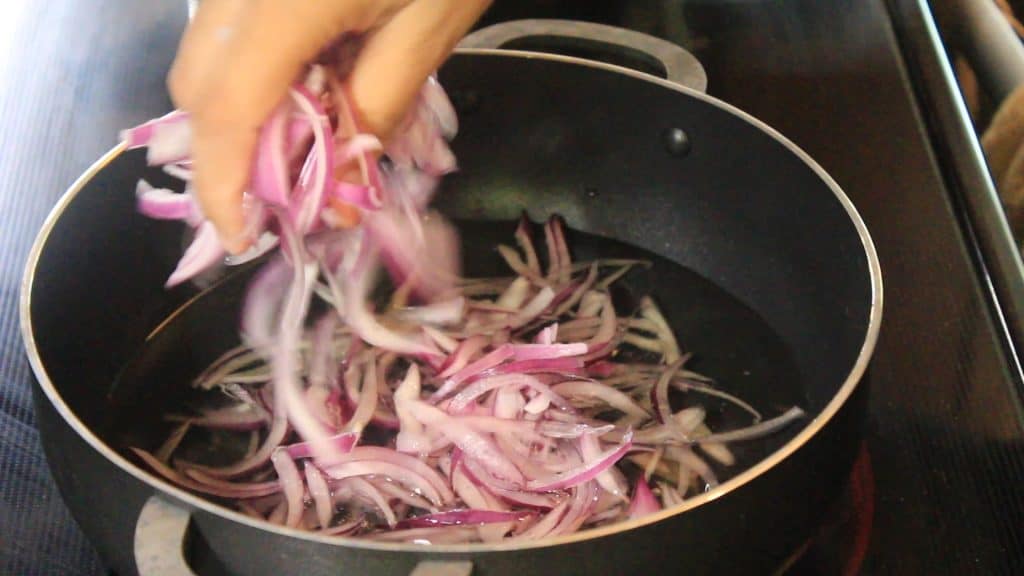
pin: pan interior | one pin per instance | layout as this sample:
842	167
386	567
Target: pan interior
--
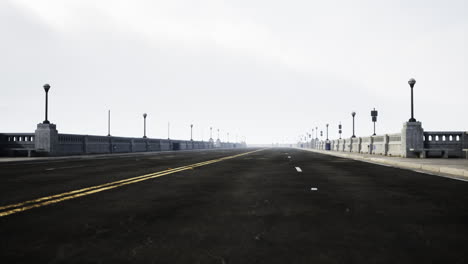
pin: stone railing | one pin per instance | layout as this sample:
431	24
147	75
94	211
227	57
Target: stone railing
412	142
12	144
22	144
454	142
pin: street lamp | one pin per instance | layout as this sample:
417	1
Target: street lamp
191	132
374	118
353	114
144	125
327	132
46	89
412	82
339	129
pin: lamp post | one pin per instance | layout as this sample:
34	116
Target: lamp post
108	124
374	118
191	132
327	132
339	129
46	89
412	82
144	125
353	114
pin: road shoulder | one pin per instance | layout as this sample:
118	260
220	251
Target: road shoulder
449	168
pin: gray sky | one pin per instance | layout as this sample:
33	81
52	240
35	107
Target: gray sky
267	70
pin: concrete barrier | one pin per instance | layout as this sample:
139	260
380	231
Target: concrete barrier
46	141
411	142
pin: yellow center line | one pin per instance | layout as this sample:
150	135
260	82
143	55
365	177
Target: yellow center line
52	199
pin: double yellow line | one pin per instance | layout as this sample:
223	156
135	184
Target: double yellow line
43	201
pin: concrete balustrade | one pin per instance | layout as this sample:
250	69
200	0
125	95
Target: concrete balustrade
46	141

DIRECTIVE:
Turn the stretch of material from the line containing "pin: pan interior" through the line containing "Target: pan interior", both lines included, into a JSON list with one string per line. Leave out any blank lines.

FINISHED EXERCISE:
[
  "pin: pan interior | one pin per instance | layout as this sample:",
  "842\t167",
  "386\t567",
  "Target: pan interior"
]